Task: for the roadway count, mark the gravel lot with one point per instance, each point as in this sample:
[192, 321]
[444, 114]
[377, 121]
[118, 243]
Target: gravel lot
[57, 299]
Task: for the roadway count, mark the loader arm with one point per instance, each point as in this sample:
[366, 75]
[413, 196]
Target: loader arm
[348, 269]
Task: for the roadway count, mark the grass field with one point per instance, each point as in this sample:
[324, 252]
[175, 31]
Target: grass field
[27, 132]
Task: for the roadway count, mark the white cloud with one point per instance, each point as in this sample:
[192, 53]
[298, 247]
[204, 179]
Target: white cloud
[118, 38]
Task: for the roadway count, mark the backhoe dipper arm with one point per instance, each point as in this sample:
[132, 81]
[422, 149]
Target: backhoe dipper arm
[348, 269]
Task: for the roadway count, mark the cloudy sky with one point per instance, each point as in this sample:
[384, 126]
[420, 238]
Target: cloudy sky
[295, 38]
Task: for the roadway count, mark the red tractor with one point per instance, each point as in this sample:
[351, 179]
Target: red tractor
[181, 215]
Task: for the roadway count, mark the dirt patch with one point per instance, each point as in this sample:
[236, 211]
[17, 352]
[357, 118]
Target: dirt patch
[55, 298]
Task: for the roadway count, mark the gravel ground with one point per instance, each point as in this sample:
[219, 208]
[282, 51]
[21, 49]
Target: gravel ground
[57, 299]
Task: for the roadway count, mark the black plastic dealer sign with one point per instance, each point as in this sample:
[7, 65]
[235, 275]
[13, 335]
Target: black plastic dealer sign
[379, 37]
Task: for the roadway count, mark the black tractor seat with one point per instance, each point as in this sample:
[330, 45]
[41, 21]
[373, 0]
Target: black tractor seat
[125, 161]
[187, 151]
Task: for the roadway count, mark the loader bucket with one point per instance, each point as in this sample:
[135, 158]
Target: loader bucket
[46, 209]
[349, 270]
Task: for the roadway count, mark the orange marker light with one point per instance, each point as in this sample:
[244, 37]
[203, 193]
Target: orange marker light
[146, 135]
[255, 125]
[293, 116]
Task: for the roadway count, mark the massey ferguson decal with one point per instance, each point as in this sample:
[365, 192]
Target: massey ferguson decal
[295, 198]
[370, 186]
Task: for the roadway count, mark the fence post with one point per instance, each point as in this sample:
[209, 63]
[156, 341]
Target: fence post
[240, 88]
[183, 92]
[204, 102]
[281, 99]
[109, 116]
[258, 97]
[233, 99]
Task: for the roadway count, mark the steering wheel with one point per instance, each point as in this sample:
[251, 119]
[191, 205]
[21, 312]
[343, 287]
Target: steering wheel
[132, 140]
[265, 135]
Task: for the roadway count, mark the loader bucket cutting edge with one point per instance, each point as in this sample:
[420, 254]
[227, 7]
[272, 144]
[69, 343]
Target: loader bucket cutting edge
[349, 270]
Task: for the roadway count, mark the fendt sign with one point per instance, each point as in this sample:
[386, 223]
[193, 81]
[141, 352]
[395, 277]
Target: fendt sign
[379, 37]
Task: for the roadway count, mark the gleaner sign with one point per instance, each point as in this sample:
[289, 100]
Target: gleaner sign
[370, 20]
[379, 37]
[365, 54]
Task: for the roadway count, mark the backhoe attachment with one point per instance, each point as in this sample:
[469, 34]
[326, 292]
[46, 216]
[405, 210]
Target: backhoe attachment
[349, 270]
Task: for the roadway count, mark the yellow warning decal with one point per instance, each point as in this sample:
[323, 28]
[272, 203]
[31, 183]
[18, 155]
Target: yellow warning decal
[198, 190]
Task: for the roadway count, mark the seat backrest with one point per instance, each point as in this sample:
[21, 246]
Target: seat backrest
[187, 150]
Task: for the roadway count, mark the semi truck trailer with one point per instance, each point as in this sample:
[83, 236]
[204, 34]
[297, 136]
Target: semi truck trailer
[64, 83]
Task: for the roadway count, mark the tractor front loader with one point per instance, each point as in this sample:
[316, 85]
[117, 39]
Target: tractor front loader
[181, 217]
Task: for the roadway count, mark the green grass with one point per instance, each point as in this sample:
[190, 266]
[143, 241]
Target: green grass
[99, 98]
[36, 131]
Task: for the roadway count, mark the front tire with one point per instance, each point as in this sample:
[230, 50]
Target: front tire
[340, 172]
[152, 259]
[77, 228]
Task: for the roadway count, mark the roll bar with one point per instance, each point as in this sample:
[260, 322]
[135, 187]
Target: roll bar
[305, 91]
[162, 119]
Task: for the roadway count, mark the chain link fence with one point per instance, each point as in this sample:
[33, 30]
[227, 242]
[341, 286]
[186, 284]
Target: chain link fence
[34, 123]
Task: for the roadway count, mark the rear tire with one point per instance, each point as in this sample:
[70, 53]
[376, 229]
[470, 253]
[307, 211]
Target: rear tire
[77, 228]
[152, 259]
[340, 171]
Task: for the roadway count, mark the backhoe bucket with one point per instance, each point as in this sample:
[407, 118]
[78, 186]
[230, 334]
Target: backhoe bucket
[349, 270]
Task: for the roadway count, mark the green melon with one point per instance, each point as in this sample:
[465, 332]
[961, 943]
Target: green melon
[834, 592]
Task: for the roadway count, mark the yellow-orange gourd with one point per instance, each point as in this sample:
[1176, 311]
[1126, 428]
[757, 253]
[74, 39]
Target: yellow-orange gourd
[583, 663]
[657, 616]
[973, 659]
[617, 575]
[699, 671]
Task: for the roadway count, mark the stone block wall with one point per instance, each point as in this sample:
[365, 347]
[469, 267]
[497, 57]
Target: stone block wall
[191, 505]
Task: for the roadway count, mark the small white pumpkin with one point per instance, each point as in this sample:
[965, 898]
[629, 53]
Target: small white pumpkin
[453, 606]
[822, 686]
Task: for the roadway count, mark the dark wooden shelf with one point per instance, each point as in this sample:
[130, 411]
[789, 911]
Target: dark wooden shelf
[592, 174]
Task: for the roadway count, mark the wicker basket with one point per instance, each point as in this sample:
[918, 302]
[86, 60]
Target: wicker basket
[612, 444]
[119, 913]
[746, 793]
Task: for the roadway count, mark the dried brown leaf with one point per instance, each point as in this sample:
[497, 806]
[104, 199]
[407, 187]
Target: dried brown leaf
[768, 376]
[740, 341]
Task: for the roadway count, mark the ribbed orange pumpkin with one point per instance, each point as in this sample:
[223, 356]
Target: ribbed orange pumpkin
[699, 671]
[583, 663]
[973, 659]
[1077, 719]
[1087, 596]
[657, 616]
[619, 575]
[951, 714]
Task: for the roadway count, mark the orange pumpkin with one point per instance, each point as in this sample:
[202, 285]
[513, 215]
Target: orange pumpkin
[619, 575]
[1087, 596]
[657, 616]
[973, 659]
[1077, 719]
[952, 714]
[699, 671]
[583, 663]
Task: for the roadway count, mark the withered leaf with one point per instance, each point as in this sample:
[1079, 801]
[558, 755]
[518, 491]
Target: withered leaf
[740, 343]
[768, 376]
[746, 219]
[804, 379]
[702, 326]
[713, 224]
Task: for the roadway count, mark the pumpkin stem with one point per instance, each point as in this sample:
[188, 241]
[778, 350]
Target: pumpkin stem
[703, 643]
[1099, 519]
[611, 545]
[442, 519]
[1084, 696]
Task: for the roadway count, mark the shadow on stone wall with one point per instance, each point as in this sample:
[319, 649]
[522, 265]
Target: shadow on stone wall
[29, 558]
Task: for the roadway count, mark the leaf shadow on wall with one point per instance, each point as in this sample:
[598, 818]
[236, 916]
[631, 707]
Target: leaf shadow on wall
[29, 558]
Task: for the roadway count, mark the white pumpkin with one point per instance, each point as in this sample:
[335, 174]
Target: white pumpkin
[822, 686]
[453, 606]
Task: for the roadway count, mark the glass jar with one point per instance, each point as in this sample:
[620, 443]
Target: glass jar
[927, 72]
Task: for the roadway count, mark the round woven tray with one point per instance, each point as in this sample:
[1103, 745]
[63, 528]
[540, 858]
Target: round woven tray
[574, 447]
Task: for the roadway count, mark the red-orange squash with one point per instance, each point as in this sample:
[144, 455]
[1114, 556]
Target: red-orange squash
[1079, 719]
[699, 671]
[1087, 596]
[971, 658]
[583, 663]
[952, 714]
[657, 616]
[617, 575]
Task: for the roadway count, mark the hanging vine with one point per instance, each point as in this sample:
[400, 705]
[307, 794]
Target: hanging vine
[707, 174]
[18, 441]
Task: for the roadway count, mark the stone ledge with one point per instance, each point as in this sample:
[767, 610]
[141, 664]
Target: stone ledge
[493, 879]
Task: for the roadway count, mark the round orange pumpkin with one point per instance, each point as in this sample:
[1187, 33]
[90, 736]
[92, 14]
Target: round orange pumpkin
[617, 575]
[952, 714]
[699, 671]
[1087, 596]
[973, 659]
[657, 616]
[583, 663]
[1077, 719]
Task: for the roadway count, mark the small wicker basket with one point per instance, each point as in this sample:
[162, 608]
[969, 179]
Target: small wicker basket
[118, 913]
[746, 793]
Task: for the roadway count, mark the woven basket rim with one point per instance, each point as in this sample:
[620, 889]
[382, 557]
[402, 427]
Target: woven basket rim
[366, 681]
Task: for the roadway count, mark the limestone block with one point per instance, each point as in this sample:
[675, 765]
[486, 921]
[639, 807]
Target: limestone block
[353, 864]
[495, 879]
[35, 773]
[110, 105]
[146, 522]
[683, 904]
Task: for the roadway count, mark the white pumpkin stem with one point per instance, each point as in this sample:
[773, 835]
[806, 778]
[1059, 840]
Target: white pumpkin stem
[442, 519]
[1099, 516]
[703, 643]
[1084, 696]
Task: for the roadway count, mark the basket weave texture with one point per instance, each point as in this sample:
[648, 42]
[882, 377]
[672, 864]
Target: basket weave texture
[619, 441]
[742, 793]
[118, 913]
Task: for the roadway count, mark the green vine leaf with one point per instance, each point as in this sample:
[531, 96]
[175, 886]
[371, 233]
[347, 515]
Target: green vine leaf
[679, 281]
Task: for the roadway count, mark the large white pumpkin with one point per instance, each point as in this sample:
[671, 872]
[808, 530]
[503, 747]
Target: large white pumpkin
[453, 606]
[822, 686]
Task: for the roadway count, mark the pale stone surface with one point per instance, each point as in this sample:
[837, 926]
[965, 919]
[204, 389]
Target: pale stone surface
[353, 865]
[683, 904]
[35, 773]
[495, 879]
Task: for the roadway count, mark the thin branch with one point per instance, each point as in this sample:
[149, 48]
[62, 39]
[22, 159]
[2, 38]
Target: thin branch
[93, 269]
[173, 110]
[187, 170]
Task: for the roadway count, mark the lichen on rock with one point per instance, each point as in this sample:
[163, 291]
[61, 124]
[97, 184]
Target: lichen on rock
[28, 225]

▶ _OBJECTIVE_
Starting with the line that contains "Task: for the roadway count, mark the pale", repeat each line through the last one exactly as it appears. Include both ends and nothing more.

▶ _RESPONSE BELOW_
Task: for the roadway count, mark the pale stone surface with one point per instance, each point as in this sample:
[837, 926]
[965, 919]
[204, 389]
Target: pale stone surface
[353, 865]
[683, 904]
[35, 773]
[495, 879]
Task: for the roadway count, mark the thin branch with one point per instance, each point as in this sample:
[149, 48]
[62, 39]
[22, 159]
[2, 38]
Target: thin branch
[93, 269]
[173, 110]
[187, 170]
Task: for the roadway count, mark the lichen on rock with one point per instance, each point as in this sample:
[163, 291]
[61, 124]
[97, 184]
Target: lichen on rock
[28, 225]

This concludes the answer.